__SET EXERCISE__. Lay out the data as a Markdown table with the columns Row and Line, from the first line through the line containing "[[416, 183]]", both included. Number each line and leave out blank lines.

__TASK MATERIAL__.
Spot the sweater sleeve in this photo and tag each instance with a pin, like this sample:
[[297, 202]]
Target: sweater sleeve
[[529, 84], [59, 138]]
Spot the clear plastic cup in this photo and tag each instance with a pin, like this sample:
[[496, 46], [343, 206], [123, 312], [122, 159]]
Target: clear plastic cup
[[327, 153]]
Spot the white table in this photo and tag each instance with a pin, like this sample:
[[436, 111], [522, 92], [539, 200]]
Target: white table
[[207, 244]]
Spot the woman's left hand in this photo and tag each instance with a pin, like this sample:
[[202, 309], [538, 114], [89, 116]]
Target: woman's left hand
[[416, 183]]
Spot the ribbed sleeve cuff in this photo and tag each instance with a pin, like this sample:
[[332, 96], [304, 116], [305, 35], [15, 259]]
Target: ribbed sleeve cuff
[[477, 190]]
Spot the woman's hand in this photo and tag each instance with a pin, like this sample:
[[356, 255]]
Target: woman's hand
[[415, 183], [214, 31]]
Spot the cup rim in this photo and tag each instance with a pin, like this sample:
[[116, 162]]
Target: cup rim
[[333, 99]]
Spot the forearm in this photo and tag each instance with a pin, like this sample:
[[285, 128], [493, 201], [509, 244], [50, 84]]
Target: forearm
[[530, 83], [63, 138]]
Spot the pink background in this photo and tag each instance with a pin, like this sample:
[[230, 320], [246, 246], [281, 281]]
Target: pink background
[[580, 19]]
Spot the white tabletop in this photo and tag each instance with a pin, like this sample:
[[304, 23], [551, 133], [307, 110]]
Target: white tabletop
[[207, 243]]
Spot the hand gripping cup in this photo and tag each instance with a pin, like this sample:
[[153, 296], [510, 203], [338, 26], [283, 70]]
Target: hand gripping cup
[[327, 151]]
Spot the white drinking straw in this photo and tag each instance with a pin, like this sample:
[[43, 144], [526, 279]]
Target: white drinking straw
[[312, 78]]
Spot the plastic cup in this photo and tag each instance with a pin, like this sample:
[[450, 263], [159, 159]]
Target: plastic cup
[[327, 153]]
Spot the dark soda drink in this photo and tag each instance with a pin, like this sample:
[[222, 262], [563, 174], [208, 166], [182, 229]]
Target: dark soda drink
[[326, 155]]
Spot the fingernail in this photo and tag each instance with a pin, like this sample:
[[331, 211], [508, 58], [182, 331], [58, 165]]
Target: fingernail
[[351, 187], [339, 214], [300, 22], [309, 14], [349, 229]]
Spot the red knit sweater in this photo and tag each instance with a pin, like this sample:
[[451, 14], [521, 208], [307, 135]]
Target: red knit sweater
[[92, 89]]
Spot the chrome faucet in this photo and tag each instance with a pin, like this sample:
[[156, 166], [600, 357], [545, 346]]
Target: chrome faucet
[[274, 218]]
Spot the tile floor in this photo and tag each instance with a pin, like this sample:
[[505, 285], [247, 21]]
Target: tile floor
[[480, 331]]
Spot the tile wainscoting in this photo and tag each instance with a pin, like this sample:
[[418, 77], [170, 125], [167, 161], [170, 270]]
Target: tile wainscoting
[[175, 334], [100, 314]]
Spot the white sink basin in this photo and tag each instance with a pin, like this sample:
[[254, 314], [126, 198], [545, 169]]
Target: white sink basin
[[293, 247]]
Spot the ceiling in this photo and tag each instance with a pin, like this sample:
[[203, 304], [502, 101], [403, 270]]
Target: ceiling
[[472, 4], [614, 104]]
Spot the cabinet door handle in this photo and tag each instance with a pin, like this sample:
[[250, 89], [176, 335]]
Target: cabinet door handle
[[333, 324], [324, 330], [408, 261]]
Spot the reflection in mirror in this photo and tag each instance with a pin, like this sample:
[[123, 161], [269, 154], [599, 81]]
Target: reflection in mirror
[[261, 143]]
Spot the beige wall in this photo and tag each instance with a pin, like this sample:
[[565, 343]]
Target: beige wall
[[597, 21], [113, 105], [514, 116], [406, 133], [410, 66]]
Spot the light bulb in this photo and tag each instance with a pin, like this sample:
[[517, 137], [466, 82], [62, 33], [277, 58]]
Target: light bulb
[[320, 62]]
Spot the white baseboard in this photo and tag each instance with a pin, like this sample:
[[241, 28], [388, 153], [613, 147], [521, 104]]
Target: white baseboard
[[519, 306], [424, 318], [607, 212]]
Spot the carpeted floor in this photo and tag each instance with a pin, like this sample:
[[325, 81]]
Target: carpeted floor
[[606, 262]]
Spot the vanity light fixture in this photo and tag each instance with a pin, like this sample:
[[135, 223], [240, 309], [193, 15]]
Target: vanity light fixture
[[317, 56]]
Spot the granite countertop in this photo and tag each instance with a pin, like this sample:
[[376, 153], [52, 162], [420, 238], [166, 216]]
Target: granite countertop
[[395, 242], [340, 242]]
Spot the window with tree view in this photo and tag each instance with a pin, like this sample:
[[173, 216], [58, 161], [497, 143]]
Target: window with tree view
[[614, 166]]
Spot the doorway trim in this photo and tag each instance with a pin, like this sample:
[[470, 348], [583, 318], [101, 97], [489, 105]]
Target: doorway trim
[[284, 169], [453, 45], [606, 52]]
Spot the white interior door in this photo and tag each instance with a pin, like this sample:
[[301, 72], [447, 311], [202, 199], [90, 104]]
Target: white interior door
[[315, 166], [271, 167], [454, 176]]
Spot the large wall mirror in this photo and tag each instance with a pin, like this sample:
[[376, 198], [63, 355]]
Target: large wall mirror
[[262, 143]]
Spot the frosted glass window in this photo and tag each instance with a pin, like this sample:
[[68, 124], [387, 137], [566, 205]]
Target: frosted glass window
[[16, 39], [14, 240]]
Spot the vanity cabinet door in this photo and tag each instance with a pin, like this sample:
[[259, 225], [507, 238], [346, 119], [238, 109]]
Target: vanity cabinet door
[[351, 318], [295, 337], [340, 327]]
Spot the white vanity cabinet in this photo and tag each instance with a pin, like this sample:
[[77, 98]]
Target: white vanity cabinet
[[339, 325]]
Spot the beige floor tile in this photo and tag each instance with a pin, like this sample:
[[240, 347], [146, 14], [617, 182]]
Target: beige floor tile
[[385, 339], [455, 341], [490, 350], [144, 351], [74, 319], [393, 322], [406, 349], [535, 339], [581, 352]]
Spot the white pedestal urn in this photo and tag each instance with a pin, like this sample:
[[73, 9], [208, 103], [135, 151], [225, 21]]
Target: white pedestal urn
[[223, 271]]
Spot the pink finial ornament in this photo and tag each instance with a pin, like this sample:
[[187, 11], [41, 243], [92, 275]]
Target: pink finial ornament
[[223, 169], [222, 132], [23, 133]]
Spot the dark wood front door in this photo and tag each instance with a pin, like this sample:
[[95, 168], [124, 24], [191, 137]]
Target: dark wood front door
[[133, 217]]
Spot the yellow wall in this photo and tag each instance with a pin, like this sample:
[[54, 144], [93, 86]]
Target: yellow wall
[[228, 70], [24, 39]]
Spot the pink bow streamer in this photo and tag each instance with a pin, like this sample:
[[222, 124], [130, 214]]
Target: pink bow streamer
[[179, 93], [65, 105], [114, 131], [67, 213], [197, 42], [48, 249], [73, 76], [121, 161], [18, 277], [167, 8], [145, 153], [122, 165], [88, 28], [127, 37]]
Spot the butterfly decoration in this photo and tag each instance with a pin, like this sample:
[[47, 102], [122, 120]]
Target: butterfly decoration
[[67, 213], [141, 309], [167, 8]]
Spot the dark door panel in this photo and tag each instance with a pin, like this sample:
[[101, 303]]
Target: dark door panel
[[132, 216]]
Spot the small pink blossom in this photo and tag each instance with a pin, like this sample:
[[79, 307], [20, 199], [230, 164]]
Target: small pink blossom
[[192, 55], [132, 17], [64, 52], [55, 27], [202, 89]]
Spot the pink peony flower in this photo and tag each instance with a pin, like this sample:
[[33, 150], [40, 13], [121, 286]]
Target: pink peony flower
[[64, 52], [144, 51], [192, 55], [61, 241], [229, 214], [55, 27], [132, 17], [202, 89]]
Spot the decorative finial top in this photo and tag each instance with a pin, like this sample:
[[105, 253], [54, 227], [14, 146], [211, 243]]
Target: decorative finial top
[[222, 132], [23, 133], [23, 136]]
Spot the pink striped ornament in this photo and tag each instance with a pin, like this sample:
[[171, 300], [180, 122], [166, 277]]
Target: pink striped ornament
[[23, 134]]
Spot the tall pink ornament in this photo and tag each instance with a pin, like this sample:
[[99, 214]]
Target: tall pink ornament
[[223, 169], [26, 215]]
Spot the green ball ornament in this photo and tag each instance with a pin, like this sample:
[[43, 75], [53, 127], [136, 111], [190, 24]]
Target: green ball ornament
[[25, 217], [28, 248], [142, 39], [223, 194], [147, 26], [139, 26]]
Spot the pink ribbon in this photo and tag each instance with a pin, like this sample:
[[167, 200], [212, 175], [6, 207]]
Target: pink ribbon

__WRITTEN SOLUTION__.
| Row | Line |
|---|---|
| 1 | Spot the sweater sleeve in this photo and tag each instance with a pin, like this sample: |
| 2 | [[297, 202]] |
| 3 | Target: sweater sleeve |
| 4 | [[529, 84], [59, 138]] |
| 5 | Spot the clear plastic cup in this photo and tag each instance with a pin, like this sample: |
| 6 | [[496, 46], [343, 206], [123, 312], [122, 159]] |
| 7 | Target: clear plastic cup |
| 8 | [[327, 153]] |
| 9 | Spot the white table in this photo and tag each instance with a pin, like this sample: |
| 10 | [[436, 111], [522, 92], [539, 200]] |
| 11 | Target: white table |
| 12 | [[207, 244]] |
| 13 | Spot the woman's left hand in this photo and tag each instance with a pin, like this sample: |
| 14 | [[202, 309], [538, 114], [89, 116]] |
| 15 | Target: woman's left hand |
| 16 | [[416, 183]] |